*Письменное задание*.
Перепишите полностью строки от строки с «Expected: one point per instance of the curly» до последней строки включительно, увеличив на 125 каждую координату в ответах.

━━━ Входные строки ━━━

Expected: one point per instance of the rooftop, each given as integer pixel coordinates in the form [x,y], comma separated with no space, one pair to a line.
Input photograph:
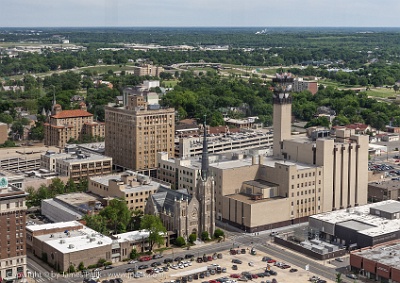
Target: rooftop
[132,236]
[50,226]
[72,114]
[387,254]
[369,224]
[75,240]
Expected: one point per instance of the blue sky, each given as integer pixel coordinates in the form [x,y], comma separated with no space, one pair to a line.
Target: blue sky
[175,13]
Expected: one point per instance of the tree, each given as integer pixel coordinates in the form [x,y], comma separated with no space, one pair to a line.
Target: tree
[218,233]
[81,266]
[339,278]
[192,238]
[156,228]
[118,215]
[205,236]
[180,242]
[134,254]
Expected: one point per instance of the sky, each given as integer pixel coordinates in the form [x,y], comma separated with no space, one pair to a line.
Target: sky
[199,13]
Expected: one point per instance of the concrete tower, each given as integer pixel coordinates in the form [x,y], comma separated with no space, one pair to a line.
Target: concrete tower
[282,111]
[205,193]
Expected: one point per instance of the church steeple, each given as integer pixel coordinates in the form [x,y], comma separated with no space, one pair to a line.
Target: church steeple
[204,156]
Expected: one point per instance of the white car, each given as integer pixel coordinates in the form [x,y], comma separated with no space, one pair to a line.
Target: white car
[132,261]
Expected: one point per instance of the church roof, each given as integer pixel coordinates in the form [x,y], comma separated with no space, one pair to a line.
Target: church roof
[165,198]
[72,113]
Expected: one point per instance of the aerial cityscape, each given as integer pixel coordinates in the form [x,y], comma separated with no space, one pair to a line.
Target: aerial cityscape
[199,142]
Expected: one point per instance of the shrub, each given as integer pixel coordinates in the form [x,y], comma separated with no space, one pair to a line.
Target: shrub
[205,236]
[218,233]
[192,238]
[180,241]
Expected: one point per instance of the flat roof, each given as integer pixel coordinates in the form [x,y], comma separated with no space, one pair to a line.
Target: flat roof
[49,226]
[246,199]
[387,254]
[389,208]
[355,225]
[128,189]
[77,198]
[132,236]
[378,225]
[75,240]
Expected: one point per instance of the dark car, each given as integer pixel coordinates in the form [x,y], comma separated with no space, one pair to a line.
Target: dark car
[168,260]
[238,261]
[155,264]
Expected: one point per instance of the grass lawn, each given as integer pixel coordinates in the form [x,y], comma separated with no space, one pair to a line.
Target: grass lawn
[381,92]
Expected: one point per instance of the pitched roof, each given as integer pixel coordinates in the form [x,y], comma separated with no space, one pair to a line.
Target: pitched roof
[72,114]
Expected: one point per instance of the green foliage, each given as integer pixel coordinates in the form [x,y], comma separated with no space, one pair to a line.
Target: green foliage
[8,143]
[71,269]
[218,233]
[205,236]
[339,278]
[101,262]
[192,238]
[44,257]
[133,254]
[154,225]
[81,266]
[56,187]
[180,242]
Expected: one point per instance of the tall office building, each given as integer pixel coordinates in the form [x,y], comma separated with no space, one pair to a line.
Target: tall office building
[12,233]
[135,134]
[63,125]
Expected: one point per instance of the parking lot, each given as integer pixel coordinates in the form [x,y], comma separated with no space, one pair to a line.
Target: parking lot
[251,266]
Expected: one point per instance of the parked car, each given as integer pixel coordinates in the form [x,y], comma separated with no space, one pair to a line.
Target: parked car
[132,261]
[145,258]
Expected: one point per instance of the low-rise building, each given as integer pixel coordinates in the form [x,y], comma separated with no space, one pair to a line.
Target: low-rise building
[69,207]
[67,244]
[359,227]
[76,165]
[219,143]
[134,188]
[3,132]
[379,263]
[383,190]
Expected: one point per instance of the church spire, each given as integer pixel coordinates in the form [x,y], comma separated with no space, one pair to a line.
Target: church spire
[204,156]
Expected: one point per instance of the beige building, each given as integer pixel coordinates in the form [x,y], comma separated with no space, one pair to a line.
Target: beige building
[66,244]
[64,125]
[134,188]
[76,165]
[135,134]
[219,143]
[305,176]
[12,235]
[148,70]
[184,213]
[3,133]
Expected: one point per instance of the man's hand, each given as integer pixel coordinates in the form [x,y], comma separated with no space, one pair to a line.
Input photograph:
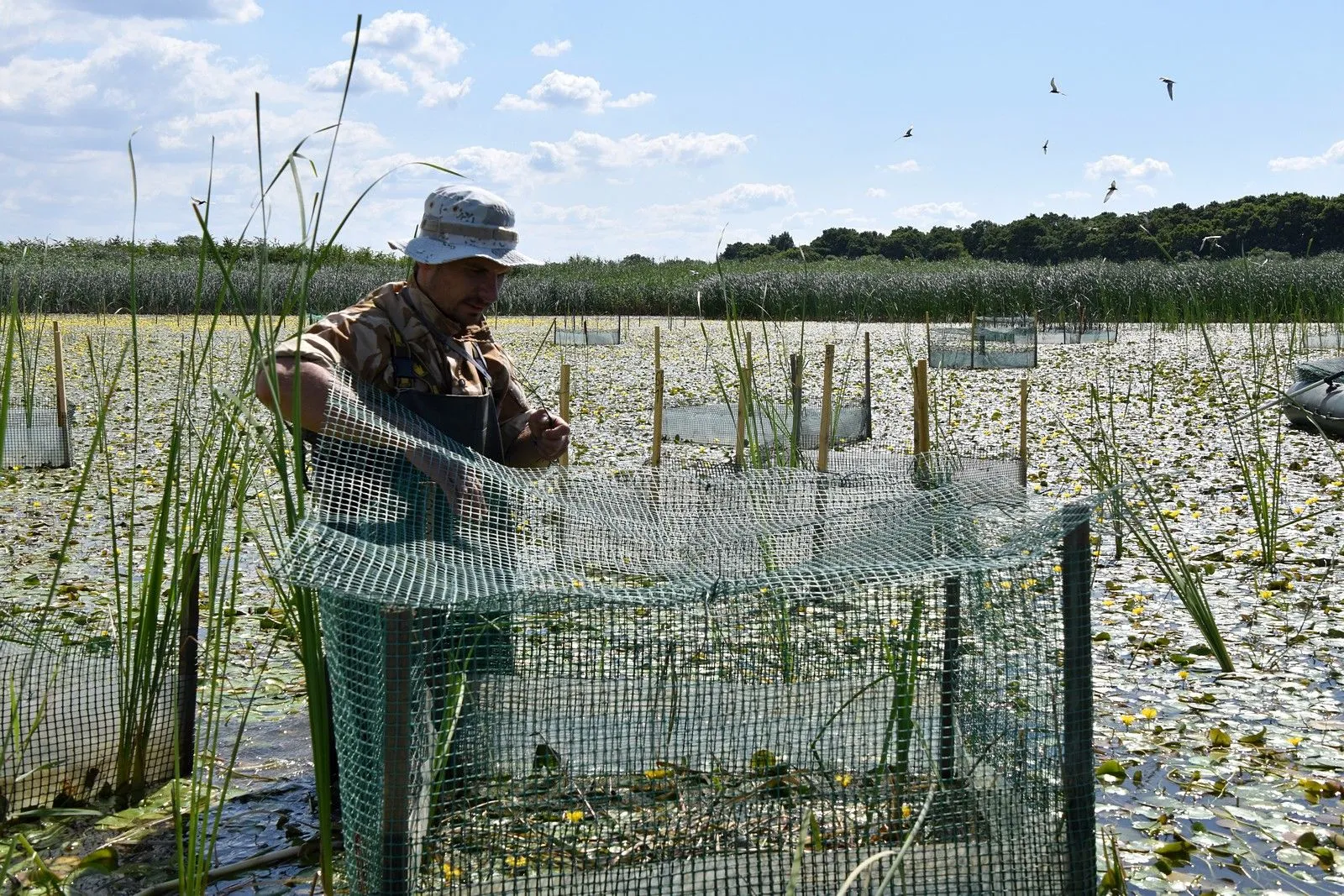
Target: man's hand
[459,483]
[550,434]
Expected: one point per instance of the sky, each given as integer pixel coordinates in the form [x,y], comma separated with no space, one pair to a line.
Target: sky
[660,129]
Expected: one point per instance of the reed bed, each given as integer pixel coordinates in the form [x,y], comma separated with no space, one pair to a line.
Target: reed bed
[873,291]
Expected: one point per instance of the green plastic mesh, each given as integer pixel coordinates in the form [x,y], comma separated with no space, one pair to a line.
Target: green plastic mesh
[990,343]
[1077,333]
[773,425]
[586,336]
[696,680]
[74,726]
[34,437]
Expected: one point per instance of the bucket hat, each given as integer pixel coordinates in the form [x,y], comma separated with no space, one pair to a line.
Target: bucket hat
[465,222]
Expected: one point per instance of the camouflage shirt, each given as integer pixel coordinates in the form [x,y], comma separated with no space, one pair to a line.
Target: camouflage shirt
[445,358]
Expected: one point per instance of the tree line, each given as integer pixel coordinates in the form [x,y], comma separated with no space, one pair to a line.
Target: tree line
[1294,224]
[1278,223]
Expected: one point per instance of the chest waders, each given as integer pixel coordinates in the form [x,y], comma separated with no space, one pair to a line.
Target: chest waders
[437,660]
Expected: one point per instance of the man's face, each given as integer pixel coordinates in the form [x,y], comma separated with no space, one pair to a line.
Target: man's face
[463,289]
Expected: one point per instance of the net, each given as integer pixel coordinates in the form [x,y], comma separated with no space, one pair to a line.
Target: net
[34,436]
[1077,333]
[772,426]
[78,725]
[586,335]
[696,680]
[990,343]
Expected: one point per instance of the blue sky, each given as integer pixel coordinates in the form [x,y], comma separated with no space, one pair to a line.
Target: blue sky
[651,128]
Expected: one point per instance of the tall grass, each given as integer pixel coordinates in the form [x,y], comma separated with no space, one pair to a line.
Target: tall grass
[1171,293]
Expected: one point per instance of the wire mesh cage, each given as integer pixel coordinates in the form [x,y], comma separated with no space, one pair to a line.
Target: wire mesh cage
[582,332]
[988,343]
[37,436]
[770,423]
[80,720]
[1077,332]
[696,681]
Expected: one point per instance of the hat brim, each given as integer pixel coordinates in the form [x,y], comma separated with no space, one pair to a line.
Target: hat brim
[432,250]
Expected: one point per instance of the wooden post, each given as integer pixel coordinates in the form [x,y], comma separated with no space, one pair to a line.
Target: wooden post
[972,340]
[743,402]
[921,378]
[60,374]
[564,406]
[188,649]
[1021,430]
[656,457]
[824,432]
[867,385]
[1079,759]
[948,687]
[796,376]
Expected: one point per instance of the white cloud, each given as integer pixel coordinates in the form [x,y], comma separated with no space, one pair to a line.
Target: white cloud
[586,217]
[632,101]
[929,214]
[739,197]
[370,76]
[559,89]
[232,11]
[1116,165]
[585,150]
[414,45]
[553,49]
[1305,163]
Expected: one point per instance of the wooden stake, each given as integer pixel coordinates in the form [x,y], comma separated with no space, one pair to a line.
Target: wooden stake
[656,457]
[922,406]
[188,634]
[796,441]
[743,402]
[867,385]
[564,406]
[972,340]
[824,432]
[1021,432]
[60,375]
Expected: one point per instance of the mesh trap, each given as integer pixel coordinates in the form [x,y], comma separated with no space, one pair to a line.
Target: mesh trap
[988,343]
[698,680]
[35,437]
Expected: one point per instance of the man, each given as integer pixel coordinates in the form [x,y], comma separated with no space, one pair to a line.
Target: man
[425,340]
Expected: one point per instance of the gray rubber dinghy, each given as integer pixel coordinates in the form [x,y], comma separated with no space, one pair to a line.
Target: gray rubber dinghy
[1317,396]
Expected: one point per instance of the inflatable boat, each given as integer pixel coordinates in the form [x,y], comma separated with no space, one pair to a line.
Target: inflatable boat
[1316,399]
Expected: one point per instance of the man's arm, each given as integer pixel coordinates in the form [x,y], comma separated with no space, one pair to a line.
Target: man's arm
[315,385]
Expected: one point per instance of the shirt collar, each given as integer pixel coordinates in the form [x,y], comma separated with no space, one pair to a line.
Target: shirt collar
[437,322]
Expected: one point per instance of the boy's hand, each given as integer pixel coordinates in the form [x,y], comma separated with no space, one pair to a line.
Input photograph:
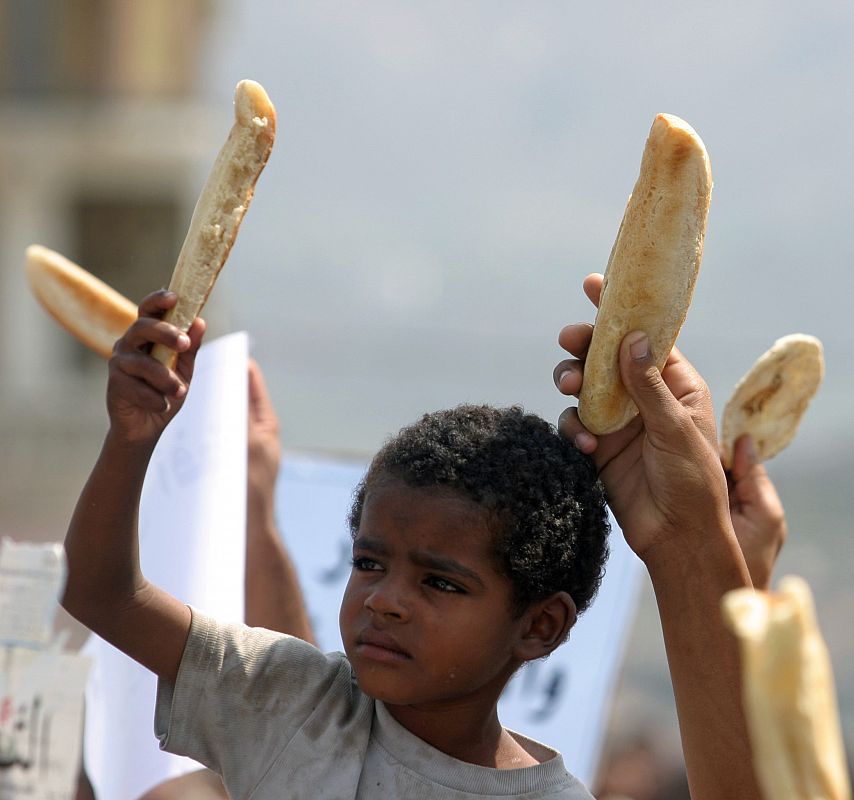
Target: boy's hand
[142,394]
[757,513]
[662,472]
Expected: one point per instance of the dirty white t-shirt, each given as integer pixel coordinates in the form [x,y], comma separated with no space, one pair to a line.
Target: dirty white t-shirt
[279,719]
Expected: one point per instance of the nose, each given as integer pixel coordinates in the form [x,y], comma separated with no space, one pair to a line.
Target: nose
[387,599]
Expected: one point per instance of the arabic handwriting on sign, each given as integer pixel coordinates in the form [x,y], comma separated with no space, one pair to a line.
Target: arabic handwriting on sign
[342,566]
[541,687]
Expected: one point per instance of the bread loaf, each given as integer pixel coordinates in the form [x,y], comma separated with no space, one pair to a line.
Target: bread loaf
[651,273]
[84,305]
[221,206]
[789,694]
[771,398]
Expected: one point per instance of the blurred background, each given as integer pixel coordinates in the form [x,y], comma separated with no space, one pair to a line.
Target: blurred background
[444,177]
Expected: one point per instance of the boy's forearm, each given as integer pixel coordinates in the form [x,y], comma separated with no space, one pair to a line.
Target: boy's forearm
[690,576]
[105,589]
[102,544]
[273,596]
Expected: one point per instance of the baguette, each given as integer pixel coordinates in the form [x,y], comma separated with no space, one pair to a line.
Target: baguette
[88,308]
[653,267]
[221,206]
[771,398]
[789,694]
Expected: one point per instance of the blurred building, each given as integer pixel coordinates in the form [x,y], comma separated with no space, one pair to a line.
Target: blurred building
[103,137]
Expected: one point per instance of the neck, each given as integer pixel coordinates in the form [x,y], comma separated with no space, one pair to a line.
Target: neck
[465,732]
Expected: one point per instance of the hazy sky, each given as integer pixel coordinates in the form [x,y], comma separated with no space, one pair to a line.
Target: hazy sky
[446,174]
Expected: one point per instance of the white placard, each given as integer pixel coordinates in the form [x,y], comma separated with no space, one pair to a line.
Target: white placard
[192,543]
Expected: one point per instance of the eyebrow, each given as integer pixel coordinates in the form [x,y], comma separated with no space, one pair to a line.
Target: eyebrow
[421,558]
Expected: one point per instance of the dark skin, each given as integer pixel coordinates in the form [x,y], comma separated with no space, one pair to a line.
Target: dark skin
[668,492]
[428,623]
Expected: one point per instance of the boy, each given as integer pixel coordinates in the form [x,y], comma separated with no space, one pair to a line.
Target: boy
[436,617]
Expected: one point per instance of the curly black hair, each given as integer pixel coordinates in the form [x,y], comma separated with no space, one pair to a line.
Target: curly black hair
[544,502]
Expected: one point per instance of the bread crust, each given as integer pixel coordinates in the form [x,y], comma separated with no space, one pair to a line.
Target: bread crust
[93,312]
[653,267]
[772,397]
[789,693]
[221,207]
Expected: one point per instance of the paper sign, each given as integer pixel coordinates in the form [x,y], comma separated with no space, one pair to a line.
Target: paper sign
[192,543]
[41,721]
[31,577]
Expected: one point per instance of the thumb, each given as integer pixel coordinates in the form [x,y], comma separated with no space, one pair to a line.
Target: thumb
[642,379]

━━━

*Результат выполнения*.
Expected: one point per instance of the curly black hair, each given as integer pixel coordinates in the form [x,y], comma separated with no space, one pair to a line.
Target: curly black hair
[669,627]
Expected: one point per instance of the bread crust, each given as integer pixel coordinates in the form [x,y], comma separated with no space, one pair to a line.
Target: bread crust
[218,437]
[778,392]
[897,522]
[914,818]
[346,332]
Expected: one point per instance of the paper sign, each given as integer pixel coordinates in the form [x,y], comma separated with no space, one pair to a line.
Target: paper sign
[317,668]
[166,846]
[156,702]
Expected: one point per instance of the thumb, each given as integer pixel coordinates in the form [x,y], comma separated with no space, one pair to a line.
Target: thumb
[767,504]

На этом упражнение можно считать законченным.